> [Set task]:
Answer these questions from the passage on expression evaluation order:
1. If i begins with the value 1 and the compiler evaluates the second argument first, what does the call "func(i,i++)" turn into?
2. According to grouping, how is "A + B + C" evaluated?
3. In what direction does grouping occur when a primary expression is composed of other primary expressions?

> [Document passage]:
◇ ◇ ◇ ◇

Note: The rules of binding and grouping do not completely dictate the order in which expressions are evaluated. In particular, arguments to functions may be evaluated in any order that the compiler chooses. This may make a difference, as in
func(i,i++)
Suppose i begins with the value 1. If the compiler chooses to evaluate the first argument before the second argument, the call turns into
func(1,1)
However, if the compiler chooses to evaluate the second argument before the first, the call turns into
func(2,1)
because the value of i has already been incremented by the time the compiler evaluates the first argument. Since there is no way to guarantee the order in which the compiler evaluates function arguments, you must avoid function calls that have this kind of ambiguity.
In the same way, consider an expression like
func1(a) + func2(b)
The compiler may evaluate either operand first; it may call func1 then func2, or vice versa. Therefore, you should avoid code where the order of operation makes a difference. This applies to all operators where the order of operand evaluation is not stated specifically. (Do not confuse order of operand evaluation with grouping. Grouping states that
A + B + C
is evaluated as
(A + B) + C
In other words, the left addition takes place before the right. However, there is no guarantee of the order in which individual operands are evaluated.)
The primary expression is the basic building block used in constructing more complex expressions. Primary expressions are defined recursively as follows:
Here are some examples of simple primary expressions:
x getchar() (a + b) 6 x[i] 6[x]
In cases where a primary expression is composed of other primary expressions, grouping occurs from left to right. Consider, for example,
x[i][j] x[i]()

◇ ◇ ◇ ◇

> [Data segment]:
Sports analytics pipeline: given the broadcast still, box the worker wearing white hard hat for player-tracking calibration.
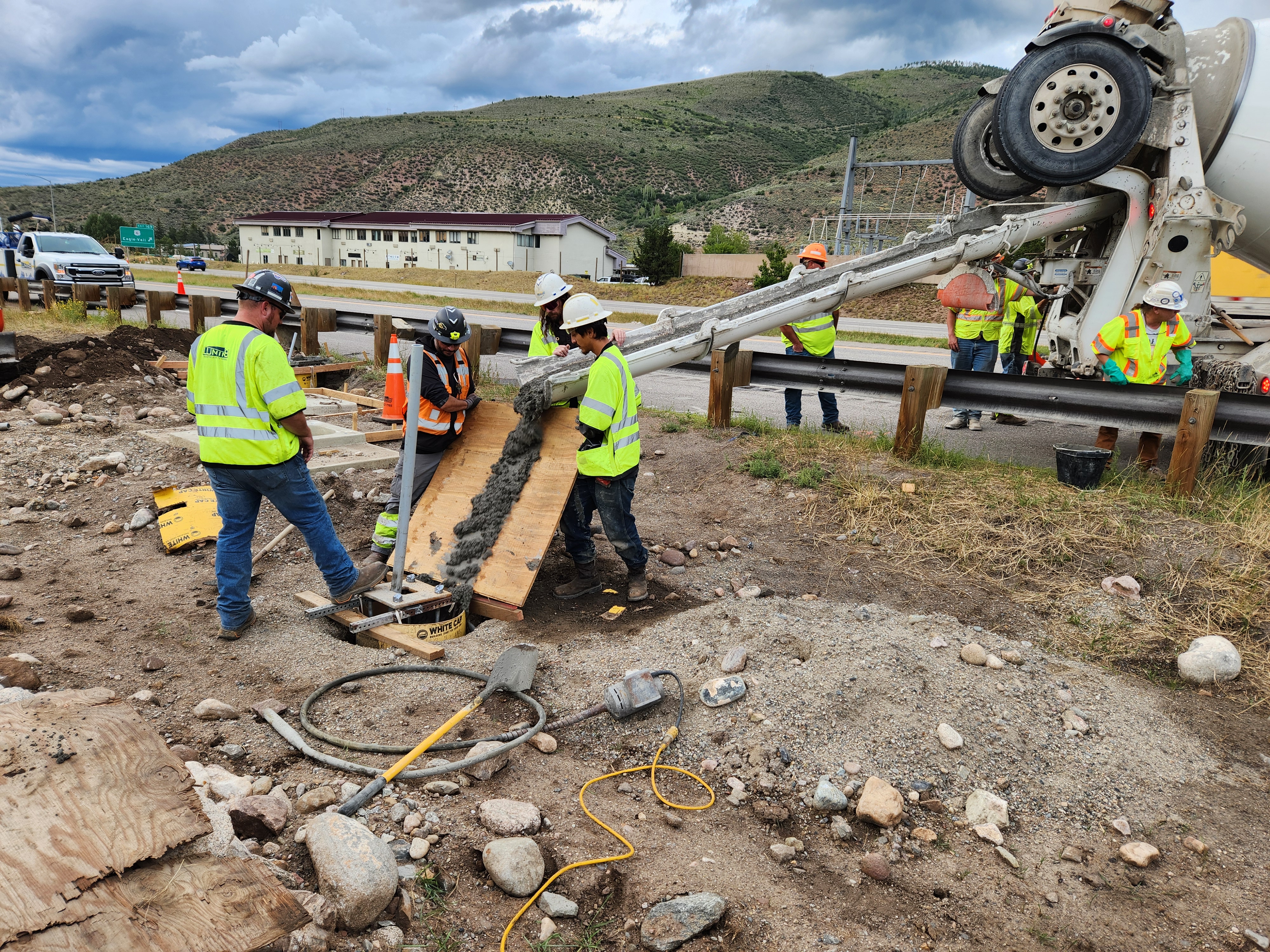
[555,293,648,602]
[1093,281,1194,473]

◇ ◇ ◇ ◇

> [Answer to this exercise]:
1. func(2,1)
2. (A + B) + C
3. From left to right